_What is expected:_ Please extract every text line of the material below word for word, and leave the pictures out of your answer.

Image boundary annotation data
****************
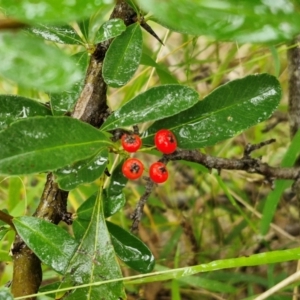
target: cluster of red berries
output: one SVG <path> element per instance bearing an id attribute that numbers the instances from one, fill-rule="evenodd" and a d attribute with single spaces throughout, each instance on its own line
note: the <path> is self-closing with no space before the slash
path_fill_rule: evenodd
<path id="1" fill-rule="evenodd" d="M 177 141 L 174 134 L 167 129 L 159 130 L 154 137 L 156 148 L 164 153 L 171 154 L 177 148 Z M 142 146 L 142 140 L 137 134 L 124 134 L 121 138 L 123 149 L 134 153 Z M 143 163 L 136 158 L 127 159 L 122 167 L 122 172 L 128 179 L 137 179 L 144 171 Z M 163 183 L 168 179 L 168 170 L 162 162 L 155 162 L 149 168 L 149 176 L 156 183 Z"/>

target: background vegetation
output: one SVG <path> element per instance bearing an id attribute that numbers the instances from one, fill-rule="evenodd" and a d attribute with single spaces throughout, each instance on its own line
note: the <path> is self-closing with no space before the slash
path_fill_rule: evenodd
****************
_Exercise output:_
target: cluster of red berries
output: one SVG <path> element per instance bearing an id attribute that numbers the instances from one, fill-rule="evenodd" and a d attribute with single spaces throughout, each instance on its own line
note: the <path> is self-closing with no space before the slash
path_fill_rule: evenodd
<path id="1" fill-rule="evenodd" d="M 177 141 L 174 134 L 167 129 L 159 130 L 154 137 L 156 148 L 164 153 L 171 154 L 177 148 Z M 142 146 L 142 140 L 137 134 L 124 134 L 121 138 L 123 149 L 134 153 Z M 143 163 L 136 158 L 127 159 L 122 167 L 122 172 L 128 179 L 137 179 L 144 171 Z M 163 183 L 168 179 L 168 170 L 162 162 L 155 162 L 149 168 L 149 176 L 156 183 Z"/>

target: background vegetation
output: one SVG <path> element per instance bearing an id attribute that numbers the instances from one, fill-rule="evenodd" and a d attribute with single spaces throughout, each instance on its own line
note: the <path> is self-closing with no space before the slash
path_fill_rule: evenodd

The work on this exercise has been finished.